She points out there is a culprit responsible for this “lack of transparency.” It’s the NRA’s fault, of course.
“The National Rifle Association successfully lobbied lawmakers to pass a provision in annual appropriations legislation that for years prevented US health agencies from collecting data on shootings,” she wrote, adding that the Centers for Disease Control and Prevention, the National Institutes of Health would be far better arbiters of mass shooting data.
Bloomberg claims Bryant is not anti-gun.
“They want to remain as nonpartisan as possible. ‘We do stats, not advocacy,’ Bryant says. And though he says he’s ‘not even remotely for banning weapons,’ he wants to see policies enacted that could help reduce deaths, such as the safe-storage requirements and child-access-prevention laws that public-health experts have widely endorsed,” Muller wrote.
This is bunk.
In a previous interview with the Second Amendment Foundation’s Investigative Journalism Project, Bryan revealed himself to be extremely anti-gun.
Asked if he supported the Second Amendment, Bryant said, “I do, as it’s written, but I have a problem in the way people look at the last half and not the first half and parse that. If anyone is looking at the whole amendment, and I say this in interviews often, I don’t have the balls to tell someone how to defend themselves. My job is statistics, not opinion.”

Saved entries

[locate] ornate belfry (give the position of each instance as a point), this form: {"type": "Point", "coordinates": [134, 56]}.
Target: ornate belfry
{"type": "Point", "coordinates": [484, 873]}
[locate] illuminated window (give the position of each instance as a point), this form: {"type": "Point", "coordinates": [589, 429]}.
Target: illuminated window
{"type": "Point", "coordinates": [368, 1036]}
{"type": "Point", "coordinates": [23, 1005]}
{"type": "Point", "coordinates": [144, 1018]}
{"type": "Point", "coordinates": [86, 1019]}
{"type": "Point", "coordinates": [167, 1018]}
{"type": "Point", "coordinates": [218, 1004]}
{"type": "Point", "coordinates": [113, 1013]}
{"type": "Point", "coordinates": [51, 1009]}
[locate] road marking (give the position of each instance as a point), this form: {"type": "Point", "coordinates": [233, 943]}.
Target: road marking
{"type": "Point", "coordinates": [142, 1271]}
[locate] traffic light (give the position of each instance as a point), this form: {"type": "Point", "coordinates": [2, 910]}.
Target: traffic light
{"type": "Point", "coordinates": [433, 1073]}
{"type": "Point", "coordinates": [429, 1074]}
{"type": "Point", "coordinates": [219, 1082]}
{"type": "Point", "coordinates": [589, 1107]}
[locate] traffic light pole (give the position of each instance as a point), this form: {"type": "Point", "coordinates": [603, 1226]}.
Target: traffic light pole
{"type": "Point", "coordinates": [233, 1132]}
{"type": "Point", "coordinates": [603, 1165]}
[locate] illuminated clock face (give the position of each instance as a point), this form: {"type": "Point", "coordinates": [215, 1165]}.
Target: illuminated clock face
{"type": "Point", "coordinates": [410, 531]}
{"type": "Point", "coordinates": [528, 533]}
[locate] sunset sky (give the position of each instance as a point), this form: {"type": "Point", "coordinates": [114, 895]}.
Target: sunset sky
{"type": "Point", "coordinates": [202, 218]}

## Problem A
Please transcribe the passage on mass-shooting statistics from "This is bunk." up to and including "be extremely anti-gun.".
## Problem B
Write the next part of the passage on mass-shooting statistics, picking up after its final sentence.

## Answer space A
This is bunk.
In a previous interview with the Second Amendment Foundation’s Investigative Journalism Project, Bryan revealed himself to be extremely anti-gun.

## Answer space B
Bryant has tried to claim he is “anti-violence” and not anti-gun but has publicly lobbied for stricter gun control.
In 2018, he coauthored a guest column for the Los Angeles Times, titled: “Op-Ed: We have all the data we need: Stronger gun laws would save lives.” The column was coauthored with Devin Hughes, founder of GVPedia, which according to its website is a “project created to provide ready access to academic research and high-quality data on gun violence.”
In their column, Bryant and Hughes called for more anti-gun legislation, stating: “More guns mean more crime and more death. Gun possession significantly increases your risk of being killed by someone you know. A gun in the home doubles your risk of homicide and triples your risk of suicide. The presence of a gun increases the lethality of domestic violence. Areas with higher gun ownership see a significant increase in burglary. And states with higher levels of gun ownership experience higher rates of firearm fatalities.”
Asked about the column, which bore his byline, Bryant said, “I didn’t write that. I don’t even know what Devin (Hughes) wrote in that.”
Bryant also said he supports restricting standard-capacity magazines.
“I think magazine capacity is an issue that should be addressed. You don’t need 30-round mags or a 60-round drum,” he said. “While they are great ‘get off’ tools, they’re part of a hobby, not part of the Second Amendment.”
Whenever the legacy media defends the GVA, the question to ask is why now? Muller concedes in her story that the nonprofit needs a more reliable funding source.
It costs around $800,000 to operate the GVA annually, she points out, and the GVA has only one source of funding, an 81-year-old billionaire named Michael Klein, who runs a real estate information company.
Both Klein and Bryant acknowledge, Muller wrote, “that they need to figure out how to secure long-term funding and how to provide leadership for the GVA for the future.”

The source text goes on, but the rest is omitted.